366 Songs 015: Stay


Bernard Butler’s “Stay” is exactly the song that all of his fans wanted him to put out as his first solo record, I suspect, and also exactly the song that everyone who liked to make fun of his grandiose production were probably expecting and sharpening their barbs for in anticipation. This is in no way a subtle song although, at its heart, it is; if you can get beyond the production and arrangement, this is a very gentle, quiet thing deep down. The lyrics, especially the blunt, short chorus (“Don’t go/Stay/This time” – That’s really it, and I kind of love it for how unaffected and un-clever, if that makes sense, it is), feel like they belong to something much quieter and more intimate, and even Butler’s delivery of the lines feel more restrained than everything surrounding his voice (Although this was the first thing he’d ever released as a solo artist, singing as well as performing on guitar, and possibly the first full song lyric he’d written alone as well, so maybe there are more reasons for his restrained vocal than lyrical intent).

But the music… The song just builds wonderfully, from strummed acoustic guitar to the slowly added other instruments (piano, drums, bass, unnecessary-but-why-not wind sound effects), and then at the end of the first chorus, the electric guitar fading in with feedback that feels both out of place and just wonderfully necessary in a way that turns the song on instead of it just existing. The way that the electric guitar feels as if it’s the emotion to the whole thing, this anguish that he can’t quite get out any other way (The way it just attacks the bridge still makes me wish I knew how to play guitar, knew how to express myself in that way, this immediate wonderful difficult way). By the time the song is finishing, it’s all about the electric guitar, that’s become the purpose of the song, explaining what the song is and what it’s about much more than the vocal. Considering Butler’s past in Suede, where it felt at times he was fighting with singer Brett Anderson for the soul of the song (Just listen to “Stay Together” or “The Asphalt World” and you’ll hear what I mean), it seemed fitting and thrilling and it feels the same even now, more than a decade later.

This isn’t a great song, but it is a great performance, if that makes sense; other people could try to do this track but, because they wouldn’t have that guitar in there, it wouldn’t measure up. “Stay” might have been the first song that proved that Bernard Butler could write an entire song himself and could carry a tune if he had to, but it’s also a song that proved once and for all that he’s definitely at his best as a guitarist.

366 Songs 014: We Will Rock You

When I was a kid, there was always one tape that you count depend on being played during any lengthy family road trip: Queen’s Greatest Hits. I’m not sure quite why or how, to be honest, my family somehow decided without any discussion that that cassette was magically acceptable to everyone in the family, but it was, and we’d all listen and sing along happily whenever it was played (As opposed to the reaction when, say, Huey Lewis and The News – my father’s favorite – was suggested).

__Work to complete__
- 1) In the song write-ups, which band was Bernard Butler in before his solo work?
- 2) List every song title that the song write-ups mention.
- 3) Write the next part of the song write-ups, picking up after the paragraph about family road trips.

__Supplied records__
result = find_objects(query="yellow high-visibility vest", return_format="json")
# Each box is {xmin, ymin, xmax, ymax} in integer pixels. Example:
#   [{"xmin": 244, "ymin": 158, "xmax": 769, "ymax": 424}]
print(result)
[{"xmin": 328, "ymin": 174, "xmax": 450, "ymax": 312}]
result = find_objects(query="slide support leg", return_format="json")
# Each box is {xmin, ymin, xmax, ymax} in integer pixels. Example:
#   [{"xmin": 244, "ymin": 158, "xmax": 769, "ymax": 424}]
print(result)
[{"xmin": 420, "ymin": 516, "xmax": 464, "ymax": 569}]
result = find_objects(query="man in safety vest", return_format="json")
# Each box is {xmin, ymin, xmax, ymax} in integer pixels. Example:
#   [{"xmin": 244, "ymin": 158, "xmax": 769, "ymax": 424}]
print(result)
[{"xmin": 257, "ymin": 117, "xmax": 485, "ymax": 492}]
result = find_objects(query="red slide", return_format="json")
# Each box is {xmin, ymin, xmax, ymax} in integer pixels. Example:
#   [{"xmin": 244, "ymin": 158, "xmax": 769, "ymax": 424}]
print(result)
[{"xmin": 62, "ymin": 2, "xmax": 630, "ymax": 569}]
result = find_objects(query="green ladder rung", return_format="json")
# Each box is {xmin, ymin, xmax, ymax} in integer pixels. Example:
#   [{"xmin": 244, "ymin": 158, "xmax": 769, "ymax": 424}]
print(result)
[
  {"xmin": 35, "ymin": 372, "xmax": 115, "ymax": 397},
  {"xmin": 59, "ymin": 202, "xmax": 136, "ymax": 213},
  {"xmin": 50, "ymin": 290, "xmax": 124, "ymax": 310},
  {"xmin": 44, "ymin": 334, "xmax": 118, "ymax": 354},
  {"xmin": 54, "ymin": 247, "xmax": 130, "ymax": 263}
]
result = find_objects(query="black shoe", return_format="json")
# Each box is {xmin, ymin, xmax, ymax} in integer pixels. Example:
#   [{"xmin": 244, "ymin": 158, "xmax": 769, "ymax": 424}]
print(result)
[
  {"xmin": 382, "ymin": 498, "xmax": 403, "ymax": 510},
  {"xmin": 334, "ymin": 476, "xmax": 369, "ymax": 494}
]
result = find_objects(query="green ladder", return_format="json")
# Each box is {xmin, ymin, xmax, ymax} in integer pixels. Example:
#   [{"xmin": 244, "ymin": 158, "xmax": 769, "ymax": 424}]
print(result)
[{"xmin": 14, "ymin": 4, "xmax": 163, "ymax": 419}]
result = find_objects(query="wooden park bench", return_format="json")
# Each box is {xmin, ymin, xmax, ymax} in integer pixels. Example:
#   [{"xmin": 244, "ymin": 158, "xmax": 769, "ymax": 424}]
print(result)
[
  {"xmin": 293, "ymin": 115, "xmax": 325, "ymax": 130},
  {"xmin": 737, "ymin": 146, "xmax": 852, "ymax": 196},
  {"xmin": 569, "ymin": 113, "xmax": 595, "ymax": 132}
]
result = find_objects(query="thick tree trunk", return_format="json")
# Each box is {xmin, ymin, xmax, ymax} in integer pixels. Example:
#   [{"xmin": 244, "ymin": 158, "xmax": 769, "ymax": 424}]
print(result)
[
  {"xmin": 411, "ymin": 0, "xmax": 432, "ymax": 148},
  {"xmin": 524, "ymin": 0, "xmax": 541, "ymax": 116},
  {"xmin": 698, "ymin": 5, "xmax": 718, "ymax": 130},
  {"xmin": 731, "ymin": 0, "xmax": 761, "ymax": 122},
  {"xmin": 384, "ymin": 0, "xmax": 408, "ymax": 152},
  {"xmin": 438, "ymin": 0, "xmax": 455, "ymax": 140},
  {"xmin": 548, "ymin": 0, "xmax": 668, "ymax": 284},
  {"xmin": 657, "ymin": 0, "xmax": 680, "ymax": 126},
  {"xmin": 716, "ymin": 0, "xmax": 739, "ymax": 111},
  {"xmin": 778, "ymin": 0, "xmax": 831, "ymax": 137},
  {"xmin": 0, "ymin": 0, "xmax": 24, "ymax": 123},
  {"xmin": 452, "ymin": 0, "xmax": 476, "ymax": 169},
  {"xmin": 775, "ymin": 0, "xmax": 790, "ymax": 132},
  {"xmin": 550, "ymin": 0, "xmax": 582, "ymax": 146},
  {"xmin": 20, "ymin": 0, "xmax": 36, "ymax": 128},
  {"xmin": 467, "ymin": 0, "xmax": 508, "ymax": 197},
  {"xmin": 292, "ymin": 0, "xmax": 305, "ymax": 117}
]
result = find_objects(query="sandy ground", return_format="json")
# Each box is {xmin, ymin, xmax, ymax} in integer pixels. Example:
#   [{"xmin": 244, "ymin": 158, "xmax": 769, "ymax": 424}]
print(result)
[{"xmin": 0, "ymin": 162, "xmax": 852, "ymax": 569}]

__Task results__
- 1) Suede.

- 2) "Stay," "Stay Together," "The Asphalt World," and "We Will Rock You."

- 3)
Listening to “We Will Rock You” now is a strange exercise, because the song itself is just covered in a layer of nostalgia that almost disguises what you actually hear. But what’s there is kind of fascinating, if only to consider how it became a hit, and a hit that everyone likes. Consider the structure of the song, which isn’t the traditional verse/chorus/verse as much as a chant that, all of a sudden, Brian May comes along and just ends with a ridiculously awesome guitar solo (Is Brian May “officially” awesome again yet? If not, he should be; he’s a really great guitarist). I mean… there’re no instruments in this song until almost ninety seconds into it, and then there’s just this guitarist going nuts, and then it’s just… over. This is pretty much a weird song, the kind of thing that is normally hidden away on an album for the hardcore fans only, and yet it magically became a thing and everyone knows it. Sometimes, I think that over familiarity makes us forget how truly strange that really is.

366 Songs 013: Nine In The Afternoon

Being an old man, Panic! At The Disco’s first album pretty much passed me by without any trace; I knew the band existed, but always got them mixed up with My Chemical Romance for some reason, both bands written off as something approaching emogothpop by kids with too much money and romance for gloom (Yes, I know this is potentially unfair; sorry to those who are disappointed). But there was a mention on a website or a magazine or something prior to the band’s second album that essentially said “They’ve clearly been listening to a lot of Beatles and trying to recreate Sgt. Pepper’s,” which is the kind of thing that almost guarantees that I’ll check something out from morbid curiosity if nothing else. This song – “Nine In The Afternoon” – was the first single (and second track) on that second album, Pretty. Odd., and I remember hearing it and thinking “Oh, they’re not trying to be the Beatles, they’re trying to be Jellyfish.”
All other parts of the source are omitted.